● **List of tasks**
1 - Using the article on tibbr, answer these:
(a) Which sites does the life stream pull information from?
(b) When was the beta of tibbr launched?
(c) What does tibbr cost?
2 - Copy word for word the part of the article on tibbr that begins with the words "This lets users" and ends with "worldwide marketing, said.".

● **Excerpt**
· · · ·

Integration and middleware maven Tibco has joined the fast-growing ranks of companies making a move in the enterprise collaboration and social networking space. Following the likes of salesforce.com’s Chatter, Yammer, SocialText and SocialCast, it has just released tibbr, a "next-generation productivity and collaboration tool for the enterprise," as the firm calls it.
While tibbr certainly shares many of the characteristics of similar products on the market, such as news updates, microblogging, status feeds and the ability to follow groups and people, there is one key element that Tibco reckons separates it from the competition.
The application is split into two distinct groups – the work stream and the life stream. The life stream pulls in information from Facebook, Twitter, LinkedIn and other social media sites, while the work stream connects with business applications from the likes of Oracle, SAP, salesforce.com, Microsoft or any other enterprise application.
This lets users keep up to date with any number of business processes, from the latest marking project to expenses claims.
Integrating systems and applications to the people using them is Tibco’s stronghold so the company thinks it makes sense to include collaboration platforms in that process. The idea behind tibbr is to bring the information to the user rather than making the user hunt for it, Ram Menon, Tibco EVP of worldwide marketing, said.
"People say to us, ‘You’re a middleware company! Why are you doing this? It’s not your area’. But it is. There are now more social media users than email and we’re a sharing society now," he said. "Sharing in the enterprise is very different. It’s overwhelming. Some call it the data deluge. Tibbr gives you the ability to have that information brought to you."
This is where the Subject aspect of tibbr comes in. Subjects are a group focused on a particular project, activity or theme, which users can follow. "It’s a delivery of fine-grained information that is relevant to you at a particular time," Menon said.
The beta of tibbr was launched way back in December 2009 but not given a full release until last week. That’s a very long time in the technology world. In that time period, salesforce.com has launched Chatter and subsequently released a number of major updates to it, such as making it free and opening it up to non-salesforce.com customers.
So does Menon think Tibco has missed to boat by waiting for so long? "We took our time to get it right," he said. Product strategy is not press release-driven. You have to think before you run, which is what we did. Now we’re running, because we thought more and listened to our customers."
"Many others in the market are selling to the enterprise; that’s the only thing we have in common with them. Immediately after that we diverge. Just replicating consumer tech in the enterprise just doesn’t work," Menon concluded.
Tibbr is available at $12 per month per user, with discounts for bigger orders. It is also available on- or off-premise so companies worried about the security of their data in the cloud can choose to host the platform in-house.

· · · ·

● **Given material**
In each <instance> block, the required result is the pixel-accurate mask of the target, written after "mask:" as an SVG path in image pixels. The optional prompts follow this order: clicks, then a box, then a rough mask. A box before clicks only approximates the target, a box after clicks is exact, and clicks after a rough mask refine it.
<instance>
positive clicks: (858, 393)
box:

· · · ·

● **Per-task answers**
1 -
(a) Facebook, Twitter, LinkedIn and other social media sites.
(b) December 2009.
(c) $12 per month per user, with discounts for bigger orders.

2 -
This lets users keep up to date with any number of business processes, from the latest marking project to expenses claims.
Integrating systems and applications to the people using them is Tibco’s stronghold so the company thinks it makes sense to include collaboration platforms in that process. The idea behind tibbr is to bring the information to the user rather than making the user hunt for it, Ram Menon, Tibco EVP of worldwide marketing, said.